SUPPLIED TEXT:

========================

Thursday, March 12, 2009

Beware the F-Word


Oh, irony of ironies.

Last night, a small news story was posted to the New York Magazine website, featuring a shocking collection of words.

The news item, which concerned itself with two rival schools of journalism in this great city of ours, sent my eyebrows WAY up to my hairline.

Not because of what it purported to be about (who cares, after all, after the pissing matches of graduate programs), but because it featured HOBB (whom loyal readers know to be Husband of Bungalow Babe and who is a professor at one of these schools), using a word that he rarely uses in real life.

Yes, it's the biggest and baddest cuss word there is, folks, the ultimate naughty thing to say, beginning with an F, and ending with a UCK.

And it ain't Firetruck.

Now, here's the thang:

The word that HOBB is quoted as using is actually one of my personal faves, the equivalent of the coveted blank Scrabble tile, an all-purpose, pithy, monosyllabic, blunt and utterly vulgar word that sounds good in a variety of settings and situations.

Bang your knee under the table as you're standing up exactly in that horribly painful spot that makes you black out and want to die?

Bump unexpectedly into your ex-boyfriend at the Halloween parade in the Village only to realize that he's holding hands with a guy who reminds you of your father?

Some drug addict darts in front of your moving vehicle and you swerve, nearly killing a mom with a baby stroller?

I rest my case.

The point is, I have a healthy relationship with the F-word, much to the dismay of HOBB who has accused me of being afflicted with Tourette's Syndrome due to my fondness of it.

So, returning to last night, I was stunned to discover him using the F-word...but worse, far worse.

He was quoted using it -- a university professor (and religion writer and publicly Orthodox Jew, to boot) -- in the pages of New York, which did readers a favor by posting the item online before the print issue hit the stands.

The context was his commentary on journalism education that seeks to teach the new bells and whistles of the medium before the basics.

To convey his point, he reportedly told his Reporting and Writing Class earlier this year, "F-word New Media." One of his students dutifully wrote this piece of instruction down and anonymously conveyed it to the reporter from New York.

Naturally, HOBB's pronouncement is the money quote and it instantly went viral, due in small part, to me, the perversely proud wife, who blasted it out to a group of friends and select cool family friends.

Today, you'll find it charmingly referenced in various places online in blogs and websites that care about pissing matches between graduate journalism programs. In the comment log to the New York article, HOBB has both defenders and detractors.

========================

TASKS TO PERFORM:
a. According to the F-word post, what did HOBB reportedly say to his Reporting and Writing Class?
b. Translate this sentence from the F-word post into Spanish: "The context was his commentary on journalism education that seeks to teach the new bells and whistles of the medium before the basics."

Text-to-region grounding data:
========================

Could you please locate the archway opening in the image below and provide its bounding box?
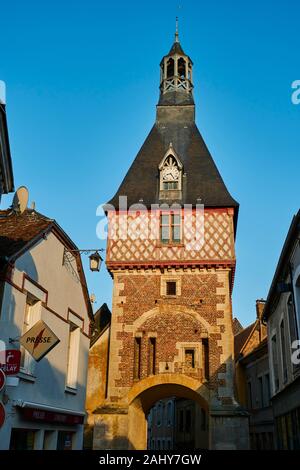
[147,396,208,451]
[129,383,209,450]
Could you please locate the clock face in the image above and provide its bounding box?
[162,166,179,181]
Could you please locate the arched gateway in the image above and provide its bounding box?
[88,23,248,449]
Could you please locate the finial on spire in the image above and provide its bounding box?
[175,16,179,42]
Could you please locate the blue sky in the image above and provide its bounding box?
[0,0,300,325]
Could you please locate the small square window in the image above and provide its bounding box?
[185,349,195,369]
[166,281,176,295]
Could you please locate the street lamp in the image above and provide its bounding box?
[63,248,104,272]
[89,251,103,272]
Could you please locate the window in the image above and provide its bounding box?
[160,214,181,244]
[185,349,195,369]
[167,402,173,426]
[158,151,182,191]
[163,181,178,191]
[271,335,279,391]
[166,281,176,295]
[179,410,184,432]
[201,408,206,431]
[264,374,271,406]
[56,431,74,450]
[247,382,253,410]
[258,377,264,408]
[185,409,192,433]
[202,338,209,380]
[148,338,156,375]
[157,403,162,426]
[133,338,142,379]
[20,293,40,373]
[280,319,287,383]
[287,294,299,370]
[66,323,80,389]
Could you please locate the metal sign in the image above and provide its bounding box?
[0,401,6,428]
[20,320,60,362]
[0,369,6,392]
[0,349,21,375]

========================

SOLVED PROBLEMS:
a. "F-word New Media."

b. El contexto era su comentario sobre la enseñanza del periodismo que busca enseñar las nuevas florituras del medio antes que lo básico.